===== Document extract =====

2

Example of using membarrier function from linux manual: https://man7.org/linux/man-pages/man2/membarrier.2.html

       #include <stdlib.h>

       static volatile int a, b;

       static void
       fast_path(int *read_b)
       {
           a = 1;
           asm volatile ("mfence" : : : "memory");
           *read_b = b;
       }

       static void
       slow_path(int *read_a)
       {
           b = 1;
           asm volatile ("mfence" : : : "memory");
           *read_a = a;
       }

       int
       main(int argc, char **argv)
       {
           int read_a, read_b;

           /*
            * Real applications would call fast_path() and slow_path()
            * from different threads. Call those from main() to keep
            * this example short.
            */

           slow_path(&read_a);
           fast_path(&read_b);

           /*
            * read_b == 0 implies read_a == 1 and
            * read_a == 0 implies read_b == 1.
            */

           if (read_b == 0 && read_a == 0)

===== Data excerpt =====

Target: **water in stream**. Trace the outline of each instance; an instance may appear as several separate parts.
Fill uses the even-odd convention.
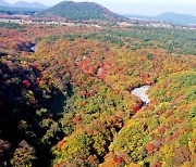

=====

_Given problem_. Reproduce the whole membarrier example text above, word for word.

_Task result_.
2

Example of using membarrier function from linux manual: https://man7.org/linux/man-pages/man2/membarrier.2.html

       #include <stdlib.h>

       static volatile int a, b;

       static void
       fast_path(int *read_b)
       {
           a = 1;
           asm volatile ("mfence" : : : "memory");
           *read_b = b;
       }

       static void
       slow_path(int *read_a)
       {
           b = 1;
           asm volatile ("mfence" : : : "memory");
           *read_a = a;
       }

       int
       main(int argc, char **argv)
       {
           int read_a, read_b;

           /*
            * Real applications would call fast_path() and slow_path()
            * from different threads. Call those from main() to keep
            * this example short.
            */

           slow_path(&read_a);
           fast_path(&read_b);

           /*
            * read_b == 0 implies read_a == 1 and
            * read_a == 0 implies read_b == 1.
            */

           if (read_b == 0 && read_a == 0)